Task directions
Write out the data below exactly as given, without any of its pictures.

··· Supplied information ···

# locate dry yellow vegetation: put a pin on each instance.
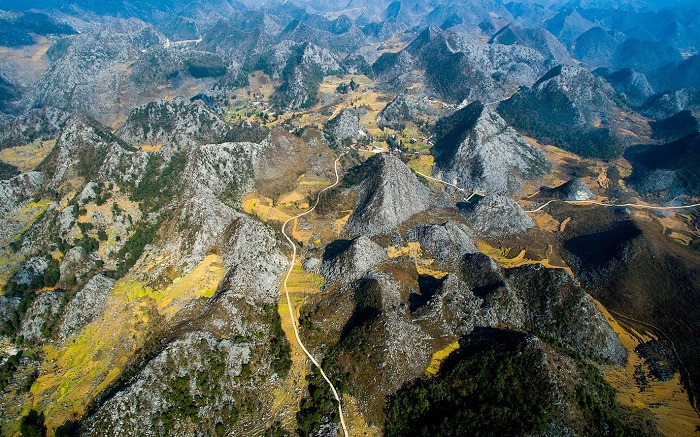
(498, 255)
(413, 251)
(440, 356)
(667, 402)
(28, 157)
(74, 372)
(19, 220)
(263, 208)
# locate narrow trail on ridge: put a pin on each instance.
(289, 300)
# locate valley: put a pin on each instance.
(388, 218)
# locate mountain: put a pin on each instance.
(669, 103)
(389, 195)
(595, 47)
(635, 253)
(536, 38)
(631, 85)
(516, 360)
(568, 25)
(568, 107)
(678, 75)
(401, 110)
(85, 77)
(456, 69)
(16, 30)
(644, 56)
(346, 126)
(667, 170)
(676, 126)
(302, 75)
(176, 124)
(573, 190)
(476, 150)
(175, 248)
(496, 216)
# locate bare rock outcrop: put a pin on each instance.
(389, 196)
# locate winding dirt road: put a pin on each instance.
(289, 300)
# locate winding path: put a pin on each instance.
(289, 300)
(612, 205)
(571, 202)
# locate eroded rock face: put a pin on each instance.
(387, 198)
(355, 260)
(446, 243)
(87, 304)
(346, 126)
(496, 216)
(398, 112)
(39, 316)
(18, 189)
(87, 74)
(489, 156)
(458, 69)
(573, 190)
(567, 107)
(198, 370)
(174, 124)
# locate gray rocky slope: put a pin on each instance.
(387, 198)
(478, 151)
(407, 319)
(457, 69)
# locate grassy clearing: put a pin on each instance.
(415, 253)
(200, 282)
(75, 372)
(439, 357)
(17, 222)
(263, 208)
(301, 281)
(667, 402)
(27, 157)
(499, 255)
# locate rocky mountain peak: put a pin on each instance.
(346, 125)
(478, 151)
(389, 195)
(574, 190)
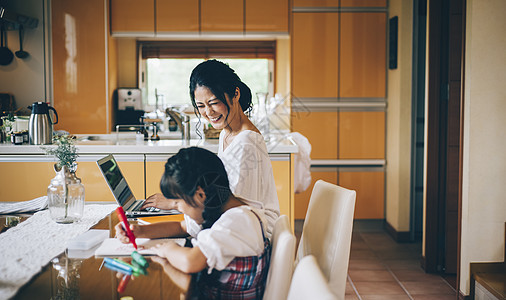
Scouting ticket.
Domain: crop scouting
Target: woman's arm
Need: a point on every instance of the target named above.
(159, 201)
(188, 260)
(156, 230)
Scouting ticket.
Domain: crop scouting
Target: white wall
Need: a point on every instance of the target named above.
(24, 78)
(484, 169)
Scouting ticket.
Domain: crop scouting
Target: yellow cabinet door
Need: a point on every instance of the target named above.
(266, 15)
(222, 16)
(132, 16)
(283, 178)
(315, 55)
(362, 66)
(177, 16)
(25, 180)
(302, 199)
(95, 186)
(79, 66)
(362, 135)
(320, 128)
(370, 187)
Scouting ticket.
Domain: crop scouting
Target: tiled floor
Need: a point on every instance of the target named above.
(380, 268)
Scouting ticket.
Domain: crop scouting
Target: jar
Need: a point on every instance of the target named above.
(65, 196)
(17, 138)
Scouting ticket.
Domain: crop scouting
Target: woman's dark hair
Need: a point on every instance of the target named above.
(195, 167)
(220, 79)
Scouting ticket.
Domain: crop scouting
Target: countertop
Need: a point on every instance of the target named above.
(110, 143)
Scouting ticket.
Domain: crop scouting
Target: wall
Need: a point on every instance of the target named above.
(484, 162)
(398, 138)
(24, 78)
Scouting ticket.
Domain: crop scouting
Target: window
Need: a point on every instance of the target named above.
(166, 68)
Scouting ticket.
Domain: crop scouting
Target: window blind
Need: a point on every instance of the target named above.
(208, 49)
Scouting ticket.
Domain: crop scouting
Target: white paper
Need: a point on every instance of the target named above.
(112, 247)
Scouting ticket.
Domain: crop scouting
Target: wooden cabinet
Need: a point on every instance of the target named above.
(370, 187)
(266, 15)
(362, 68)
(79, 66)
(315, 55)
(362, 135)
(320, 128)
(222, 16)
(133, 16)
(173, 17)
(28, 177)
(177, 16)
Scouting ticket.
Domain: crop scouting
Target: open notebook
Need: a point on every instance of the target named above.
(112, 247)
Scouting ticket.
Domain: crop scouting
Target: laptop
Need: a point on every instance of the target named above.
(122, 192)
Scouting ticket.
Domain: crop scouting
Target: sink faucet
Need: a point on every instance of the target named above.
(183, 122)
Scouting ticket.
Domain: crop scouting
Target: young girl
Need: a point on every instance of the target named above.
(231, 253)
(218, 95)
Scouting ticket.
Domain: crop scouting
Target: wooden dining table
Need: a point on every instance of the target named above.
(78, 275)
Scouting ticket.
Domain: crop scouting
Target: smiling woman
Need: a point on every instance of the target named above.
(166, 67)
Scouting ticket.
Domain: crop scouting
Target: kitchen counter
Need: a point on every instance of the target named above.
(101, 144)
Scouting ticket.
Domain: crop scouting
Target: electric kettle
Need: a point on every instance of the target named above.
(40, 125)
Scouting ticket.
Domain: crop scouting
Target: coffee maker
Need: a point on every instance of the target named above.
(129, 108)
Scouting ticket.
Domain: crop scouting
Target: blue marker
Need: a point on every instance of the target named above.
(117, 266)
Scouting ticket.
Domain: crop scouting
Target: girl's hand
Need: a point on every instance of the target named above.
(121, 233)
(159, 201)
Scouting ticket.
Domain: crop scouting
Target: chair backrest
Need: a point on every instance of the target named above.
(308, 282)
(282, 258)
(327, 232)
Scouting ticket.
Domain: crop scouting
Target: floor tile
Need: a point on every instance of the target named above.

···

Correct response
# locate dry yellow vegetation: put a pin on each instance.
(498, 255)
(413, 251)
(440, 356)
(667, 402)
(28, 157)
(74, 372)
(19, 220)
(263, 208)
# locate narrow trail on ridge: put a pin on each instance.
(289, 300)
# locate valley: put a pin on each instance.
(388, 218)
# locate mountain: put a pin on each instance.
(669, 103)
(389, 195)
(595, 47)
(635, 253)
(536, 38)
(631, 85)
(516, 360)
(568, 25)
(568, 107)
(678, 75)
(401, 110)
(85, 77)
(456, 69)
(16, 30)
(644, 56)
(346, 126)
(667, 170)
(676, 126)
(302, 75)
(176, 124)
(573, 190)
(476, 150)
(175, 248)
(496, 216)
# locate bare rock outcrop: put a pin on each instance.
(389, 196)
# locate winding dirt road: put a pin on each instance.
(289, 300)
# locate winding path: put a pin on each instance.
(289, 300)
(612, 205)
(571, 202)
# locate eroded rock face: put a pin on each instance.
(387, 198)
(355, 260)
(446, 243)
(87, 304)
(346, 126)
(496, 216)
(398, 112)
(39, 316)
(18, 189)
(87, 74)
(489, 156)
(458, 69)
(573, 190)
(567, 107)
(198, 370)
(174, 124)
# locate gray rocky slope: put a pin on each instance.
(387, 198)
(478, 151)
(407, 319)
(457, 69)
# locate grassy clearing: put a pin on each instance.
(415, 253)
(200, 282)
(75, 372)
(439, 357)
(17, 222)
(263, 208)
(301, 281)
(667, 402)
(27, 157)
(499, 255)
# locate rocky mountain peak: put a pin on each instance.
(346, 125)
(478, 151)
(389, 195)
(574, 190)
Scouting ticket.
Domain: crop scouting
Target: woman's arm
Need: a point on every instance of the target named above.
(159, 201)
(188, 260)
(156, 230)
Scouting ticket.
Domain: crop scouting
Target: white wall
Need: a point on every instance of the target named above.
(24, 78)
(484, 169)
Scouting ticket.
Domain: crop scouting
Target: yellow cabinet door
Need: a point on every instance of the target named above.
(266, 15)
(222, 16)
(132, 16)
(283, 178)
(315, 55)
(362, 66)
(177, 16)
(25, 180)
(302, 199)
(95, 186)
(79, 66)
(362, 135)
(320, 128)
(370, 187)
Scouting ticket.
Domain: crop scouting
Target: tiled floor
Need: a point on every instance of the target named above.
(380, 268)
Scouting ticket.
Domain: crop scouting
Target: jar
Need: a point on every instance of the target named above.
(65, 196)
(17, 138)
Scouting ticket.
Domain: crop scouting
Target: woman's dark hair
Need: a point on every instance of the target named above.
(195, 167)
(220, 79)
Scouting ticket.
Domain: crop scouting
Target: countertop
Need: a point on every instance of the target named above.
(110, 143)
Scouting ticket.
Domain: crop scouting
Target: wall
Need: a point on every instance of the target named above.
(484, 162)
(398, 138)
(24, 78)
Scouting ticket.
Domain: crop scouting
Target: window
Need: a point on every instance of the target named above.
(166, 68)
Scouting ticket.
Domain: crop scouting
Target: window blind
Need: a point on every instance of the target named above.
(208, 49)
Scouting ticket.
Domain: crop scouting
Target: white paper
Need: a point on every instance of the target named above.
(112, 247)
Scouting ticket.
Domain: crop scouting
Target: wooden cabinet
Need: a point on every instance of the target named above.
(370, 187)
(266, 15)
(362, 68)
(79, 66)
(315, 55)
(362, 135)
(320, 128)
(222, 16)
(133, 16)
(173, 17)
(28, 177)
(177, 16)
Scouting ticket.
Domain: crop scouting
Target: open notebook
Need: a point on every instance of the target named above.
(112, 247)
Scouting ticket.
Domain: crop scouting
Target: laptop
Need: a point on every instance of the target named above.
(122, 192)
Scouting ticket.
Domain: crop scouting
Target: sink faucet
Need: a point on every instance of the target named above.
(183, 122)
Scouting ticket.
Domain: crop scouting
Target: young girl
Need: a point on every instance of the target named above.
(231, 253)
(218, 95)
Scouting ticket.
Domain: crop scouting
Target: wooden dining table
Need: a point on every instance of the target named above.
(78, 275)
Scouting ticket.
Domain: crop scouting
Target: smiling woman
Need: a point on every instance of the target named above.
(166, 67)
Scouting ticket.
Domain: crop scouting
Target: kitchen counter
Need: a point on every instance of the target named above.
(101, 144)
Scouting ticket.
Domain: crop scouting
Target: electric kettle
Need: a point on every instance of the target named above.
(40, 125)
Scouting ticket.
Domain: crop scouting
Target: coffee maker
Need: a point on every instance of the target named above.
(129, 108)
Scouting ticket.
Domain: crop scouting
Target: blue marker
Need: a point on every instance of the target named above.
(117, 266)
Scouting ticket.
Domain: crop scouting
Target: girl's hand
Need: a point on every instance of the target named above.
(121, 233)
(159, 201)
Scouting ticket.
Domain: crop scouting
Target: chair backrest
Need: a point on every instance of the target named above.
(308, 282)
(282, 258)
(327, 232)
Scouting ticket.
Domain: crop scouting
Target: floor tile
Need: a point on every instance of the target named above.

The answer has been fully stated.